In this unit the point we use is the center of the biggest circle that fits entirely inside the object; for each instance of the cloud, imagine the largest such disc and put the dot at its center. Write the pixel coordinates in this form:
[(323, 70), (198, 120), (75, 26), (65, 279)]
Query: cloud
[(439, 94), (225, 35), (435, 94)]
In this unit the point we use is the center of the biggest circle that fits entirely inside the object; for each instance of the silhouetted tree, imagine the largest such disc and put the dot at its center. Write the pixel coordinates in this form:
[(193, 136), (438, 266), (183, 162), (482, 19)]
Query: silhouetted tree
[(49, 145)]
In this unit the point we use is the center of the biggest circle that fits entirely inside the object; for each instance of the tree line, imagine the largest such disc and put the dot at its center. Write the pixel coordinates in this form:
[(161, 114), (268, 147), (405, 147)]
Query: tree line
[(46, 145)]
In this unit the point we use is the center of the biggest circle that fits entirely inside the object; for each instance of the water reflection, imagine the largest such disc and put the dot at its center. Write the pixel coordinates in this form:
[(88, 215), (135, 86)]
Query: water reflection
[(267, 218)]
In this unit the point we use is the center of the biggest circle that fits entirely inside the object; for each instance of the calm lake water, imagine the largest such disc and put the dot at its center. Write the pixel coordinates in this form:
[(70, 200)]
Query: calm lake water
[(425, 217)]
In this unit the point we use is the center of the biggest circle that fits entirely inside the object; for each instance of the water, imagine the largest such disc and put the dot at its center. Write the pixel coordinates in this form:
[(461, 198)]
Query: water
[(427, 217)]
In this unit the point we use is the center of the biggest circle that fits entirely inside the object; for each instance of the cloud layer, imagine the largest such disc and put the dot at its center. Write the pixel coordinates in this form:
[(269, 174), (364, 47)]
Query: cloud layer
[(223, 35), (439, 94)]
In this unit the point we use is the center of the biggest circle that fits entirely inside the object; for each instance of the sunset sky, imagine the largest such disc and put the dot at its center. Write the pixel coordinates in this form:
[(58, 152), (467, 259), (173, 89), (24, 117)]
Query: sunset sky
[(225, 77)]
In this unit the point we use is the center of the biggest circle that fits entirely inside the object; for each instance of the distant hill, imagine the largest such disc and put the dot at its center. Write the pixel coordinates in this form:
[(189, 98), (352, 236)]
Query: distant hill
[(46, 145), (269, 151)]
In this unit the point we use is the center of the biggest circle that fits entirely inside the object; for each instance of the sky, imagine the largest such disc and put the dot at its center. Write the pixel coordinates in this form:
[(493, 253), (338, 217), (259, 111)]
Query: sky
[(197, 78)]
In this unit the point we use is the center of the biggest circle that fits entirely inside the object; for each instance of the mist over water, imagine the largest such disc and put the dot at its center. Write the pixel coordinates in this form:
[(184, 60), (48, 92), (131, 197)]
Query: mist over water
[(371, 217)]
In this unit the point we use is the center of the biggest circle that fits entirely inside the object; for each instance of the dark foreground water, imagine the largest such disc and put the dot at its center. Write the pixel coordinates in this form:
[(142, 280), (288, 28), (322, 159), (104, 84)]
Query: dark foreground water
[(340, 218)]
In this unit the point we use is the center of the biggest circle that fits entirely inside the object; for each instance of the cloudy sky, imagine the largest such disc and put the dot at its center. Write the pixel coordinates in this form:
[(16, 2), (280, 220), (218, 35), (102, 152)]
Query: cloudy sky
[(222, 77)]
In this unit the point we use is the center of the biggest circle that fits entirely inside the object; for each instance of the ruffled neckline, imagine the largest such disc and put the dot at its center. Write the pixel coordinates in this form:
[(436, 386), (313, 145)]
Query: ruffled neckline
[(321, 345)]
···
◆ **What the task requires**: Reproduce the whole listing above, switching each occurrence of "biggest circle" to "largest circle" and leaving everything else unchanged.

◆ **Correct answer**:
In this unit the point we use is the center of the largest circle that fits entirely inside the object; for each instance of the cloud, imagine the largest such disc and put the dot at its center. Write the pixel coordinates in this form:
[(323, 70), (198, 120), (75, 26), (65, 279)]
Query: cloud
[(439, 94), (225, 35), (435, 94)]
In this unit the point we use is the center of the largest circle that fits entirely inside the object; for each instance of the silhouetted tree, imagine the largest such disc and put the dot at its center. Write the pixel coordinates in this form:
[(193, 136), (438, 266), (183, 162), (482, 19)]
Query: silhouetted tree
[(49, 145)]
In this unit the point we use is the center of the largest circle that fits entirely inside the object; for each instance of the tree line, imagine the largest such disc and put the dot at its center. Write the pixel coordinates in this form:
[(161, 114), (268, 147), (405, 147)]
Query: tree line
[(46, 145)]
In this unit the point we use is the center of the largest circle that fits entirely inside the object; for each instance of the water reflection, imagine the largest such disc and put the dot at its center. Write the pixel coordinates in this form:
[(88, 215), (135, 86)]
Query: water reflection
[(267, 218)]
In this unit the point we use is the center of the largest circle that fits entirely inside the object; for each instance of the calm lake water, imagine the largest such disc and put the dot at its center. Write the pixel coordinates in this form:
[(70, 200)]
Query: calm lake water
[(425, 217)]
In this unit the point we use is the center of the largest circle that fits entirely inside the object; for each instance of the water, imagine the largest such disc and put the dot at its center. Write the pixel coordinates in this form:
[(461, 198)]
Query: water
[(427, 217)]
In this unit the point we use is the center of the largest circle that fits entirely inside the object; for each instance of the cloud layer, imagine the largest such disc and put the dot at its center. Write the pixel coordinates in this form:
[(269, 174), (364, 47)]
Query: cloud layer
[(223, 35), (439, 94)]
In this unit the point we use is the center of the largest circle that fits entirely inside the object; for each instance of the sunset sky, imagine the largest such disc and put the dot at its center. Write the pixel coordinates in this form:
[(58, 152), (467, 259), (173, 89), (24, 117)]
Query: sunset sky
[(225, 77)]
In this unit the point we use is the center of the largest circle that fits entirely inside the object; for each instance of the distant hill, imagine the largest such disc and put the dot at its center. Write the pixel coordinates in this form:
[(189, 98), (352, 236)]
Query: distant hill
[(46, 145), (269, 151)]
In this unit the point we use is the center of the largest circle that fits entirely inside the object; for each instance of the sky, imagine the largest such disc and put the dot at its center. Write the pixel coordinates in this form:
[(493, 253), (338, 217), (259, 111)]
Query: sky
[(197, 78)]
In this unit the point we use is the center of the largest circle that fits entirely inside the object; for each instance of the mist over water, imagine the largest such disc and put the dot at its center. Write the pixel coordinates in this form:
[(184, 60), (48, 92), (131, 197)]
Query: mist over water
[(371, 217)]
In this unit the point we use is the center of the largest circle that fits entirely inside the object; for each instance of the dark foreground water, imagine the largest such disc and put the dot at its center. Write the pixel coordinates in this form:
[(142, 280), (288, 28), (322, 159), (104, 84)]
Query: dark foreground water
[(340, 218)]
In this unit the point we use is the center of the largest circle that fits entirely inside the object; for each instance of the cloudy sky, imagine the largest such disc and put the dot at its center. Write the pixel coordinates in this form:
[(16, 2), (280, 220), (218, 35), (102, 152)]
Query: cloudy sky
[(222, 77)]
In this unit the point we use is the center of the largest circle that fits entirely inside the object; for each instance of the ruffled neckline, imagine the largest such disc and put the dot at its center. Write the pixel coordinates in this form:
[(436, 386), (313, 145)]
Query: ruffled neckline
[(321, 345)]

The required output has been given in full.